YOUR TASK: Please print the records below exactly as they are written.

(DATASET EXCERPTS)

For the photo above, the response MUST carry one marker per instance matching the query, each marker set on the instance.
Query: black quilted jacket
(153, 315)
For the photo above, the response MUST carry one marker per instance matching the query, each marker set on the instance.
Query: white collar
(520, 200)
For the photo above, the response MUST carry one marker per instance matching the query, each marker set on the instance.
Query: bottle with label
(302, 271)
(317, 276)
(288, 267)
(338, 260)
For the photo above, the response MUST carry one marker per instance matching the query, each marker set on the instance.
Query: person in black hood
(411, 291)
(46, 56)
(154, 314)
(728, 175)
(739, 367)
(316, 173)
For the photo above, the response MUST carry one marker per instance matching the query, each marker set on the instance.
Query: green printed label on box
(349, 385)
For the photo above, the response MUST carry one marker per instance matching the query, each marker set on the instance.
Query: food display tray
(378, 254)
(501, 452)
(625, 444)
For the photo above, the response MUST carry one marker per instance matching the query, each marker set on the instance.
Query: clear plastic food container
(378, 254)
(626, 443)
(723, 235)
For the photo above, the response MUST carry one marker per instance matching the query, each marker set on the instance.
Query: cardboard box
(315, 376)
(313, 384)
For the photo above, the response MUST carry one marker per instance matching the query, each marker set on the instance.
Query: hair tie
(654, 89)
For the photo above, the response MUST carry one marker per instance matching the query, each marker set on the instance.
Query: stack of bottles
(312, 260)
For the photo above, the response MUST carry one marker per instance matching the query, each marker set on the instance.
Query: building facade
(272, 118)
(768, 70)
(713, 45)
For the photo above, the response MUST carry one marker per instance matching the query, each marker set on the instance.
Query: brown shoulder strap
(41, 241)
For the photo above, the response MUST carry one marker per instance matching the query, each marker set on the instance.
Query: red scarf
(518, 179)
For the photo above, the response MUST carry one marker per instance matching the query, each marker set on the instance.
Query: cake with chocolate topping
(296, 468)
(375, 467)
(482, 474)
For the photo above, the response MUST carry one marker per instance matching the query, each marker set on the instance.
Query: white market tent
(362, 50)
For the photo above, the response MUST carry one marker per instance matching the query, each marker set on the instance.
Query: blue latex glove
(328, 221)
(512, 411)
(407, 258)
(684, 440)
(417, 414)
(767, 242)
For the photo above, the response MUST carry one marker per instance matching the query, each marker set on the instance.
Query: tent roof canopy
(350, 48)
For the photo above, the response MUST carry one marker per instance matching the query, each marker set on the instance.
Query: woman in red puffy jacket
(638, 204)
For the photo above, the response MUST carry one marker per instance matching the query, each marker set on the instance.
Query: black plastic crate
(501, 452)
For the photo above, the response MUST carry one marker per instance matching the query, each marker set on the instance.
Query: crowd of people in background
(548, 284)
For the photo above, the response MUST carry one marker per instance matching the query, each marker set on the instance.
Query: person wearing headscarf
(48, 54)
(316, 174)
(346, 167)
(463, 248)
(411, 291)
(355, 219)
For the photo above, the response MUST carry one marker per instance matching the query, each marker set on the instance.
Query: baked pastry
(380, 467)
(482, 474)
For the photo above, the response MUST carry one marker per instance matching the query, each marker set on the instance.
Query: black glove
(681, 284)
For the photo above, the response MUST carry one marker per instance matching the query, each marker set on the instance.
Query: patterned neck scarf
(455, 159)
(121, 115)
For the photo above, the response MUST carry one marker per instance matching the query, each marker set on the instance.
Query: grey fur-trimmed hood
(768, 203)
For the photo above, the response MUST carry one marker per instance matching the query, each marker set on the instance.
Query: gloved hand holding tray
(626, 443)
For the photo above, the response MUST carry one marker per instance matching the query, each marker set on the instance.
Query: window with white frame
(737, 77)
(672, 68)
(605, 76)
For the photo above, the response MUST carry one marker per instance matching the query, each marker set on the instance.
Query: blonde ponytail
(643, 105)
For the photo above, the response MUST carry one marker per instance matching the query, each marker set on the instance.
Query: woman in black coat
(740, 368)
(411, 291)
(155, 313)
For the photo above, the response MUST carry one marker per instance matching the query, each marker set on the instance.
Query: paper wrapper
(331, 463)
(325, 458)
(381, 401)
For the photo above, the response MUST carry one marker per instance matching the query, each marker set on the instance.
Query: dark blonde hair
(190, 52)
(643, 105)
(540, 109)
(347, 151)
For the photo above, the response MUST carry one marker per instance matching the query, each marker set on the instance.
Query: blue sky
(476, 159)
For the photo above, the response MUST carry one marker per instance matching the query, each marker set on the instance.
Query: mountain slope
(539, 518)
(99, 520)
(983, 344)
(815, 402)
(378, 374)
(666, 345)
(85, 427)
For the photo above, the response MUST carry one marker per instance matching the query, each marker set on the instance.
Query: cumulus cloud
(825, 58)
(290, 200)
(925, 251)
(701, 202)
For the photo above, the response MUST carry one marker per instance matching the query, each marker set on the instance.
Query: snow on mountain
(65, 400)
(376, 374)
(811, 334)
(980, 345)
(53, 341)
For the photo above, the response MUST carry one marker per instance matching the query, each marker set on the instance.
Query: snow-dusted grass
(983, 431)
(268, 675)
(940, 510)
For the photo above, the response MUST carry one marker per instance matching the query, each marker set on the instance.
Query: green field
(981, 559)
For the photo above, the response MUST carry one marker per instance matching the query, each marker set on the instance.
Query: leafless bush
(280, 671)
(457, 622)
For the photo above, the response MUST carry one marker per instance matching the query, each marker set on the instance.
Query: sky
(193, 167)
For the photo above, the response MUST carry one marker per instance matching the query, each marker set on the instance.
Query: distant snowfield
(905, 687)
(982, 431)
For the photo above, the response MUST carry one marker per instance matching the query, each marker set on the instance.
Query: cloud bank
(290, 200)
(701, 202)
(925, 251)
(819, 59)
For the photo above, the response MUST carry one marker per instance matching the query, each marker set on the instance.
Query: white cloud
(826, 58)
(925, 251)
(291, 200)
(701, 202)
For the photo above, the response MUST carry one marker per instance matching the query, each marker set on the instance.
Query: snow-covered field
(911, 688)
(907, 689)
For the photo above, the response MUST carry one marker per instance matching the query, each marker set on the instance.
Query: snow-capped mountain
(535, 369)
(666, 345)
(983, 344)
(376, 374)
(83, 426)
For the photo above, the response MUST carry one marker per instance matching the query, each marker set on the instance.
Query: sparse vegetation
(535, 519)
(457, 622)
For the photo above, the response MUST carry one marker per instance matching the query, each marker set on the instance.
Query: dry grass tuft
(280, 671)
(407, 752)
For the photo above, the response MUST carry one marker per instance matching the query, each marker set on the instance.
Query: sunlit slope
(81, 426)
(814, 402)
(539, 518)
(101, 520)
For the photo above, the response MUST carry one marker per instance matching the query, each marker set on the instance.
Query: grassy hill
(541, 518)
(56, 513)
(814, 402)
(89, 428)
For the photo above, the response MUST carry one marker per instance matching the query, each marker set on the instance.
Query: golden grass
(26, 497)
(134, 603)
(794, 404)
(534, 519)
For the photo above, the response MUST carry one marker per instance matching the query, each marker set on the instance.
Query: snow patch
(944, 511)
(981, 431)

(End DATASET EXCERPTS)

WRITTEN RESPONSE:
For the photo above, the response MUST carry one marker per instance matching the query, each marker set on the instance.
Query: black quilted jacket
(153, 315)
For the photo above, the response MUST carry one marker per instance matching the query, each marker set on the instance.
Query: white collar
(520, 200)
For the photo above, the response MUST carry one marker per instance matching the query, each marker set on the instance.
Query: bottle with label
(302, 271)
(317, 276)
(288, 267)
(338, 260)
For the photo above, the response MUST carry one marker per instance matching the query, each marker set on the instance.
Query: person in black hood
(411, 291)
(46, 56)
(154, 314)
(728, 175)
(739, 367)
(316, 173)
For the photo above, the response MUST carry one marker per instance matching the query, each marker set on the instance.
Query: green printed label on box
(349, 385)
For the photo above, the response MUST carry one marker per instance matching the query, each marker set on the instance.
Query: food display tray
(378, 254)
(501, 452)
(625, 444)
For the photo above, the response MUST carry one marker per instance matching the query, each marker set on the instance.
Query: clear plastic food container
(378, 254)
(626, 443)
(723, 235)
For the photo above, the response MUST carry one marker per instance matching the query, each marker set on the instance.
Query: cardboard box
(315, 376)
(313, 384)
For the photo above, the response MUST carry one marker per instance matching the query, each marker set on the instance.
Query: hair tie
(654, 89)
For the photo above, the response MUST carry one marker per instance matching the query, each marker set on the instance.
Query: stack of bottles
(312, 260)
For the photo above, the response MUST carry one marker per instance matching the query, each marker set on the instance.
Query: building facade
(272, 118)
(768, 70)
(713, 45)
For the photo above, the response MUST carry one marker per instance matching the query, each marker set on the instance.
Query: brown shoulder strap
(41, 241)
For the photo above, the response MUST carry one marker per instance matching the query, each marker set on the instance.
Query: red scarf
(518, 179)
For the photo above, the response MUST carry one marker per instance matching the query, each marker set on the instance.
Query: cake with chocolate topping
(296, 468)
(375, 467)
(482, 474)
For the photo above, the response MUST carry one marker per instance matching the query, each marker set on the instance.
Query: white market tent
(362, 50)
For the photo above, the response MUST carry one marker per instance matching the query, each marker set on the instance.
Query: blue latex glove
(328, 221)
(512, 411)
(407, 258)
(684, 440)
(417, 414)
(767, 242)
For the photo above, the response MUST carry one marker per instance matching the query, each marker set on the instance.
Query: tent roof canopy
(350, 48)
For the photo above, the response MUST carry one marker per instance matching the query, each marker set on the instance.
Query: woman in red puffy jacket
(638, 204)
For the photo above, the response MUST carry one marker per instance matching the query, each marker set on the instance.
Query: black plastic crate
(501, 452)
For the photo above, the response MUST carry one marker per instance matching the query, each marker set on the instance.
Query: crowd of people in background
(548, 284)
For the photo above, the response MUST carry one marker per instance matching the query, each marker set on the instance.
Query: person wearing headscarf
(48, 54)
(316, 174)
(346, 167)
(463, 248)
(411, 291)
(355, 219)
For the photo above, the response MUST carry one marker per instance matching the query, each marker set on the instance.
Query: baked pastry
(380, 467)
(482, 474)
For the photo above, the response MUST carry one marker per instance matching the query, each marker set on the instance.
Query: black glove
(681, 284)
For the photo above, the response MUST carry one marker per instance matching the query, each marker set on the instance.
Query: patterned neck scarf
(455, 159)
(121, 115)
For the photo above, the response MUST carry one marker per instance matching the query, each marker set on the instance.
Query: grey fur-trimmed hood
(768, 203)
For the photo above, the response MUST carry one marker per instance matching the query, each marker set on the instance.
Query: gloved hand holding tray
(626, 443)
For the photo above, the response MUST carry one marker per instance matching the query, each marker set on the instance.
Query: window with white frame
(737, 77)
(672, 68)
(605, 76)
For the photo above, the response MUST carry one marker per instance matching the query, each marker set on the instance.
Query: blonde ponytail
(643, 105)
For the photo above, the response MUST carry one marker per instance matching the query, each marker set on the instance.
Query: woman in black coat
(740, 368)
(411, 291)
(155, 313)
For the photo above, the response MUST carry one marker per instance matching the query, each marker set on the instance.
Query: paper wrapper
(331, 463)
(325, 458)
(381, 401)
For the photo above, the response MUST carry one marker per instance matching the query, each marker set on the instance.
Query: dark blonde hair
(190, 52)
(643, 105)
(540, 109)
(347, 151)
For the photo above, the response MUST carry one marker per instance matching the query, each marker set on the instance.
Query: blue sky
(476, 159)
For the photo above, the response MUST carry one marker per instance matching the query, each marker set on the instance.
Query: mountain slope
(539, 518)
(99, 520)
(983, 344)
(815, 402)
(378, 374)
(666, 345)
(85, 427)
For the photo above, the response MUST carry one marker per instance matching the query, each marker set on the instance.
Query: cumulus cloud
(825, 58)
(290, 200)
(925, 251)
(701, 202)
For the photo above, the response MUST carry one marker per instance matching the query, each marker set on the instance.
Query: snow on mountain
(65, 400)
(376, 374)
(811, 334)
(980, 345)
(53, 341)
For the photo above, the response MUST carry one marker per instance matching the query, each marker set on the instance.
Query: snow-dusted grass
(983, 431)
(268, 675)
(940, 510)
For the photo above, the response MUST carry one marker per instance matching the query, each marker set on the instance.
Query: green field
(981, 559)
For the photo above, the response MUST carry one marker per instance matching the query, each marker set on the instance.
Query: leafless bush
(280, 671)
(457, 622)
For the photo above, the response MUST carry one marker per instance matching the query, each marker set on the instance.
Query: sky
(193, 167)
For the photo above, the response MUST carry one marker per instance matching the query, each marker set on the instance.
Query: distant snowfield
(905, 687)
(982, 431)
For the photo above, the response MUST carry one marker per instance matching the query, each marker set on the instance.
Query: cloud bank
(290, 200)
(701, 202)
(925, 251)
(819, 59)
For the photo above, the response MUST carry one marker per instance matching the query, each marker set on the instance.
Query: white cloud
(826, 58)
(925, 251)
(291, 200)
(701, 202)
For the photo above, the response MUST carry one marker per instance matching the query, each marker set on the instance.
Query: snow-covered field
(911, 688)
(907, 689)
For the photo above, the response MUST carry one marker per instance matching the query, each marker set on the instance.
Query: snow-capped mountain
(535, 369)
(666, 345)
(983, 344)
(376, 374)
(83, 426)
For the photo above, the response MUST carry one marker per instance matching the query, each marker set on the instance.
Query: sparse vegetation
(535, 519)
(457, 622)
For the photo above, the response MUST carry one marker per instance matching the query, each marker set on the instance.
Query: dry grass tuft
(280, 671)
(407, 752)
For the photo above, the response MUST carry one marker per instance matching the query, each marker set on the instance.
Query: sunlit slope
(81, 426)
(814, 402)
(539, 518)
(101, 520)
For the photo above, the response MUST carry one marker per instance matching the query, each marker set on the instance.
Query: grassy hill
(541, 518)
(56, 513)
(814, 402)
(89, 428)
For the photo above, the response MUST carry one marker per instance matching the query, each marker set on the instance.
Query: golden grass
(26, 497)
(134, 603)
(794, 404)
(534, 519)
For the photo above, the response MUST carry one marker per instance matching the query, each marker set on the instance.
Query: snow patch
(944, 511)
(981, 431)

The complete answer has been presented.